_WHAT YOU HAVE TO DO:_ From the data below, repeat exactly the lines from the line with "An image is provided above. Search it thoroughly for patterned" to the line with "An image is provided above. Search it thoroughly for red", both included.

_PROVIDED INFORMATION:_
● ● ● ● ● ● ●

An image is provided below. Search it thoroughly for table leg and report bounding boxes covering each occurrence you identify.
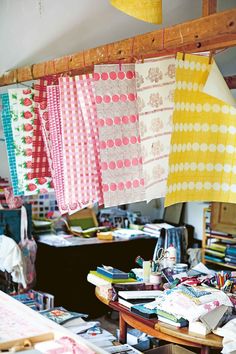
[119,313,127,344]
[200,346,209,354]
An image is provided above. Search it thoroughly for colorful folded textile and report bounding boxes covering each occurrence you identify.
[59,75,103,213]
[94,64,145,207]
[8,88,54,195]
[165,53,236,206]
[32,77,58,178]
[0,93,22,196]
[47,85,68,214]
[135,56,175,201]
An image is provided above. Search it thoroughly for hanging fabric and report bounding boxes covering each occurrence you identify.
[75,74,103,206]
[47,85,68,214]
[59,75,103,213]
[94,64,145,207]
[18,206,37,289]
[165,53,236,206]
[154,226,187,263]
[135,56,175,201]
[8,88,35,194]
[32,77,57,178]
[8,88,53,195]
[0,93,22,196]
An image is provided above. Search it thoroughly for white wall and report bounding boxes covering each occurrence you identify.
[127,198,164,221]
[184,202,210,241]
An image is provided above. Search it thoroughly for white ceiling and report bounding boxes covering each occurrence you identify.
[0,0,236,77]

● ● ● ● ● ● ●

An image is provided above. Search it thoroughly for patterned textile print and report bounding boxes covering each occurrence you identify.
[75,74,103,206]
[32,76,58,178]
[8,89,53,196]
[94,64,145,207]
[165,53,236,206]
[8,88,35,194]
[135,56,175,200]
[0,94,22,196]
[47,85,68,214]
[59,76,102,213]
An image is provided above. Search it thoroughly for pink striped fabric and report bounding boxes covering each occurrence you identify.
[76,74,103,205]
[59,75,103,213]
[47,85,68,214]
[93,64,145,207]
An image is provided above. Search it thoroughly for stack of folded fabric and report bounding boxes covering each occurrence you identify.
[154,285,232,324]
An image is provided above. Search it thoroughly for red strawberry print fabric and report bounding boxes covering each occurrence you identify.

● ● ● ● ● ● ●

_THE COMPLETED TASK:_
An image is provided above. Search it thoroughly for patterned textile print and report bounding boxes covering each occurrence you identify.
[75,74,103,206]
[32,76,58,178]
[8,89,53,196]
[94,64,145,207]
[165,53,236,206]
[8,88,35,194]
[135,56,175,200]
[0,94,22,196]
[47,85,68,214]
[59,76,102,213]
An image is provided above. Search it thoroughly for pink striped fabric and report bounding boxes covering each occurrence you identify.
[76,74,103,205]
[59,75,103,213]
[47,85,68,214]
[93,64,145,207]
An image is provided above. Search it thoroughly for stack of folded fabric and report bounding boxes covering each occurrence you identify.
[154,285,232,324]
An image is provided above. Search it thoroughly for red strawberry print fabric and report bounding boxes covering each occurrence you identify.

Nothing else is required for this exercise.